WHAT IS REQUIRED: Copy out the data below with every "BBoxGrounder v3" changed to "BBoxGrounder v4", keeping everything else the same.

begin INPUT

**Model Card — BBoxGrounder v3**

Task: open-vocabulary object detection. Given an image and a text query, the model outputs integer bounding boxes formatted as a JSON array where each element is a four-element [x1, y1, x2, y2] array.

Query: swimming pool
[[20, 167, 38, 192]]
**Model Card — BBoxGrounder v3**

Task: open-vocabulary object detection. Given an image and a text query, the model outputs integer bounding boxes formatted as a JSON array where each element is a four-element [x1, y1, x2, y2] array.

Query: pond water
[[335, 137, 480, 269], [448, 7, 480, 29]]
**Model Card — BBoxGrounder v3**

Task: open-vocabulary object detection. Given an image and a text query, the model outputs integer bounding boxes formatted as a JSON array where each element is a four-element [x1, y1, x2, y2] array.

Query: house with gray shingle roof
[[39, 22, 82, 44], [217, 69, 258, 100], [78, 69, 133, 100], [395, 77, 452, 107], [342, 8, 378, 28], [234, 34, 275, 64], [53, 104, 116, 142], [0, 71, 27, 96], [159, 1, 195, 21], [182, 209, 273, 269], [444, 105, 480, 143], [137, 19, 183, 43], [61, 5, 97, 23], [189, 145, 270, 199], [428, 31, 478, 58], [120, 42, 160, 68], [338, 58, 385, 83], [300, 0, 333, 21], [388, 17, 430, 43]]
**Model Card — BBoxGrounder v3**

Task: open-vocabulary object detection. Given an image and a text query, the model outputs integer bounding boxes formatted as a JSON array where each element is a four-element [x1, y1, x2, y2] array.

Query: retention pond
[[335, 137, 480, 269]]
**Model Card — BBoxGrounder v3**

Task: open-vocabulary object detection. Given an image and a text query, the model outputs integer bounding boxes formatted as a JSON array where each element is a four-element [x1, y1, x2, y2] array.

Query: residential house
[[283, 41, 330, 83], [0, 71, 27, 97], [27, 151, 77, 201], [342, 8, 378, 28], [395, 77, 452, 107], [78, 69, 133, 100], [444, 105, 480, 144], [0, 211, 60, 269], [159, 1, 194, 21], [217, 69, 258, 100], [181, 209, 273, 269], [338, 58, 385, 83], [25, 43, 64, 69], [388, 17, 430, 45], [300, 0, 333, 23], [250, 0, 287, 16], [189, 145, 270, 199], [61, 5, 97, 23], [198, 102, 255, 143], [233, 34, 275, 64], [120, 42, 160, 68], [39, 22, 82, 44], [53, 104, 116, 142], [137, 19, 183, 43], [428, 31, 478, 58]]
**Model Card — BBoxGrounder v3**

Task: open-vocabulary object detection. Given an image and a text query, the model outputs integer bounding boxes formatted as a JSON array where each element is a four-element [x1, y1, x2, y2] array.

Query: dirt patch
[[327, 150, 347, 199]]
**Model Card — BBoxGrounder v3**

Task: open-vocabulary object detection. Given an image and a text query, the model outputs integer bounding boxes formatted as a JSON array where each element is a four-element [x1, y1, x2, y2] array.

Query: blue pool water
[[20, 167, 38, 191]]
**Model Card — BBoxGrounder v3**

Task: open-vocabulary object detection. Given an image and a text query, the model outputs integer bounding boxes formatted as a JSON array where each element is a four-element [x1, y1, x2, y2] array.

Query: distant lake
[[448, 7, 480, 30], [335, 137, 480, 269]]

end INPUT

CORRECT ANSWER:
**Model Card — BBoxGrounder v4**

Task: open-vocabulary object detection. Given an image and a text query, the model outputs integer bounding boxes formatted as a JSON array where each element is a four-element [x1, y1, x2, y2] array.

Query: swimming pool
[[20, 167, 38, 192]]
**Model Card — BBoxGrounder v4**

Task: open-vocabulary object detection. Given an image and a text query, the model outputs integer bounding boxes formatted as a JSON array where each element is a four-element [x1, y1, x2, y2] array.

Query: pond water
[[335, 137, 480, 269], [448, 7, 480, 29]]
**Model Card — BBoxGrounder v4**

Task: open-vocabulary object detection. Given an image and a text query, the model outputs integer bounding boxes formatted as a JSON array where each element is a four-element [x1, y1, x2, y2] array.

Query: house with gray shingle roof
[[39, 22, 82, 44], [217, 69, 258, 100], [78, 69, 133, 100], [395, 77, 452, 107], [342, 8, 378, 28], [234, 34, 275, 64], [53, 104, 116, 142], [0, 71, 27, 96], [159, 1, 195, 21], [182, 209, 273, 269], [444, 105, 480, 143], [137, 19, 183, 43], [61, 5, 97, 23], [189, 145, 270, 199], [428, 31, 478, 58], [120, 42, 160, 68], [338, 58, 385, 83], [300, 0, 333, 21], [388, 17, 430, 43]]
**Model Card — BBoxGrounder v4**

Task: open-vocabulary object detection. Given an image and a text query, the model outputs integer bounding boxes formatted as a JSON array where each element is a four-element [x1, y1, x2, y2] array.

Query: retention pond
[[335, 137, 480, 269]]
**Model Card — BBoxGrounder v4**

Task: open-vocabulary object detection. Given an image and a text query, the model outputs integer bounding boxes formatted as a JSON array where each element is a four-element [x1, y1, x2, y2] array.

Query: residential house
[[283, 41, 330, 83], [0, 71, 27, 97], [27, 151, 77, 201], [342, 8, 378, 28], [395, 77, 452, 107], [78, 69, 133, 100], [444, 105, 480, 144], [0, 211, 60, 269], [159, 1, 194, 21], [217, 69, 258, 100], [181, 209, 273, 269], [338, 58, 385, 83], [25, 43, 64, 69], [388, 17, 430, 45], [300, 0, 333, 23], [250, 0, 287, 16], [189, 145, 270, 199], [61, 5, 97, 23], [198, 102, 255, 143], [233, 34, 275, 64], [120, 42, 160, 68], [39, 22, 82, 44], [53, 104, 116, 142], [137, 19, 183, 43], [428, 31, 478, 58]]
**Model Card — BBoxGrounder v4**

Task: open-vocabulary object detection. Given an image and a text query, the model outputs integer bounding boxes formatted as a JSON array where each element is a four-element [x1, y1, x2, y2] array.

Query: dirt patch
[[327, 150, 347, 199]]
**Model Card — BBoxGrounder v4**

Task: open-vocabulary object detection. Given an image and a text query, the model outputs integer bounding boxes formatted as a JSON array where each element is a four-element [x1, y1, x2, y2] array.

Query: blue pool water
[[20, 167, 38, 191]]
**Model Card — BBoxGrounder v4**

Task: open-vocabulary object detection. Given an image and a text query, the model outputs integer bounding boxes formatted as a JSON array where each element is a four-element [x1, y1, x2, y2] array.

Query: distant lake
[[448, 7, 480, 30], [335, 137, 480, 269]]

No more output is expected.